* [O QUE SE PEDE] Transcreva, do texto sobre o contrato de trabalho desportivo, tudo o que vai de "O próprio poder" até "a ética desportivas.", sem alterar nada.

O próprio poder disciplinar do empregador tem características particulares, conforme assinala, tendo em vista que no contrato de trabalho desportivo raramente se verificam despedimentos, na medida em que o praticante desportivo constitui um “ativo patrimonial” (BAPTISTA : 2006. p. 21).
Os deveres do atleta estão enumerados no artigo 35 da Lei Pelé. A saber: a) Participar dos jogos, treinos, estágios e outras sessões preparatórias de competições com a aplicação e dedicação correspondentes às suas condições psicofísicas e técnicas; b) Preservar as condições físicas que lhes permitam participar das competições desportivas, submetendo-se aos exames médicos e tratamentos clínicos necessários à prática desportiva; c) Exercitar a atividade desportiva profissional de acordo com as regras da respectiva modalidade desportiva e as normas que regem a disciplina e a ética desportivas.

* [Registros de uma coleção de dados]
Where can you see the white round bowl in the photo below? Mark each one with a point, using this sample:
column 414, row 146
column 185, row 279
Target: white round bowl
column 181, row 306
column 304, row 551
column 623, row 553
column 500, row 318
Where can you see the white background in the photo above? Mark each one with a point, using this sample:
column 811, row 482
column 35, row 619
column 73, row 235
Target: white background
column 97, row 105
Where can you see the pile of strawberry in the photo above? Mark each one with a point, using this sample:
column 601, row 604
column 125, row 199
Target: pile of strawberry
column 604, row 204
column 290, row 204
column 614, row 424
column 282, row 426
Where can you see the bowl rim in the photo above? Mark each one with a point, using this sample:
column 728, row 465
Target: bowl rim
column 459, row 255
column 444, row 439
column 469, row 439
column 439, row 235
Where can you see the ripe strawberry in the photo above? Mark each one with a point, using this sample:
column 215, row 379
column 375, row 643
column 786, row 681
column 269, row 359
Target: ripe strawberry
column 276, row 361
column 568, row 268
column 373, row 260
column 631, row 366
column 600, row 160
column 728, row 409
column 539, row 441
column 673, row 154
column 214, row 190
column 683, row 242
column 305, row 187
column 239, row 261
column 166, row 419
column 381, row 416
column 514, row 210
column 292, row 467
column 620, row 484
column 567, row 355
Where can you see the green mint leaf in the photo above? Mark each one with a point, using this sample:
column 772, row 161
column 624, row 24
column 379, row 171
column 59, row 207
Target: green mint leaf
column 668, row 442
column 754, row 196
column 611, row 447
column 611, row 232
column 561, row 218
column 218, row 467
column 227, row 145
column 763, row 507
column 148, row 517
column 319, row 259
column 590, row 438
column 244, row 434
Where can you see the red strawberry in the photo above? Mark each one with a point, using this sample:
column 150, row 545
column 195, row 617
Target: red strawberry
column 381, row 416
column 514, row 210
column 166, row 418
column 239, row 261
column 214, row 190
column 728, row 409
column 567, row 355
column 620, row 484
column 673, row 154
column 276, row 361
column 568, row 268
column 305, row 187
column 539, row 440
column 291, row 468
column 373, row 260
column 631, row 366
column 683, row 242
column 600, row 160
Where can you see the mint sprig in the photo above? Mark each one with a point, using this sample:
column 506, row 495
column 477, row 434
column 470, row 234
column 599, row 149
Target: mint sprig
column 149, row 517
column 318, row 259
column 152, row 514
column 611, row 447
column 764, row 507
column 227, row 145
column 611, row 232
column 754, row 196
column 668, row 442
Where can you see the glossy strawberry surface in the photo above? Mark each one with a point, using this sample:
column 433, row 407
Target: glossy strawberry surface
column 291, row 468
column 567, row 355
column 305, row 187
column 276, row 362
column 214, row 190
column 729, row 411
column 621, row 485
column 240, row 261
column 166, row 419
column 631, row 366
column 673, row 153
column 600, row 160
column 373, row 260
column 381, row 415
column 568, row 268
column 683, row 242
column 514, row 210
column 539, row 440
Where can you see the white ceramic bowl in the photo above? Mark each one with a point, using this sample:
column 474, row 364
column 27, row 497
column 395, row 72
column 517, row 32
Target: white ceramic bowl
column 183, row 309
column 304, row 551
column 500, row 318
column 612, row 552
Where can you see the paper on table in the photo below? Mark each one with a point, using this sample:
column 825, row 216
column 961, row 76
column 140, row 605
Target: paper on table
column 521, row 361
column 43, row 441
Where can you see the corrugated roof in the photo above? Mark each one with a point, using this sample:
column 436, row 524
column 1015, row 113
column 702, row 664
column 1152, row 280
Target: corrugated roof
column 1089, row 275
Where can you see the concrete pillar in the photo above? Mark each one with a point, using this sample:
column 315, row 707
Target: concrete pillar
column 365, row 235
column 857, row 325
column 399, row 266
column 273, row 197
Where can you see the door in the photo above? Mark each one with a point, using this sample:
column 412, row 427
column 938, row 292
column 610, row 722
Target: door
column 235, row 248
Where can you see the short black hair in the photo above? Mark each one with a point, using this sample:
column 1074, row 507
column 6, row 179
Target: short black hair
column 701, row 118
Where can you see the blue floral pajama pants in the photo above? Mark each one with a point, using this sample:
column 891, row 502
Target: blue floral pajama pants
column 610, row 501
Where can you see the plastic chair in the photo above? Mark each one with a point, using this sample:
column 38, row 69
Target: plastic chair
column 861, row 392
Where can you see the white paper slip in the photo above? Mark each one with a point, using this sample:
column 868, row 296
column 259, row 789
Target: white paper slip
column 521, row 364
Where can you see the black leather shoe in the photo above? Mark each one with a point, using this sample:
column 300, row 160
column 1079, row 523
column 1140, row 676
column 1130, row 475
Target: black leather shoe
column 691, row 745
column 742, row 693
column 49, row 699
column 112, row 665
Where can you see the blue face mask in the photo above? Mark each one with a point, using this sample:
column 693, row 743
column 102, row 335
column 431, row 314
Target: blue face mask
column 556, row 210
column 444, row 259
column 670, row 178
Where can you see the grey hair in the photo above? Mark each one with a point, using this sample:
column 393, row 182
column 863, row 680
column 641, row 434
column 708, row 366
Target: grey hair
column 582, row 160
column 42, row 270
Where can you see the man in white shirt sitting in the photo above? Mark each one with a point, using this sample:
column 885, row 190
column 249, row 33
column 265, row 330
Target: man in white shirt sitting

* [RESPOSTA À TAREFA]
O próprio poder disciplinar do empregador tem características particulares, conforme assinala, tendo em vista que no contrato de trabalho desportivo raramente se verificam despedimentos, na medida em que o praticante desportivo constitui um “ativo patrimonial” (BAPTISTA : 2006. p. 21).
Os deveres do atleta estão enumerados no artigo 35 da Lei Pelé. A saber: a) Participar dos jogos, treinos, estágios e outras sessões preparatórias de competições com a aplicação e dedicação correspondentes às suas condições psicofísicas e técnicas; b) Preservar as condições físicas que lhes permitam participar das competições desportivas, submetendo-se aos exames médicos e tratamentos clínicos necessários à prática desportiva; c) Exercitar a atividade desportiva profissional de acordo com as regras da respectiva modalidade desportiva e as normas que regem a disciplina e a ética desportivas.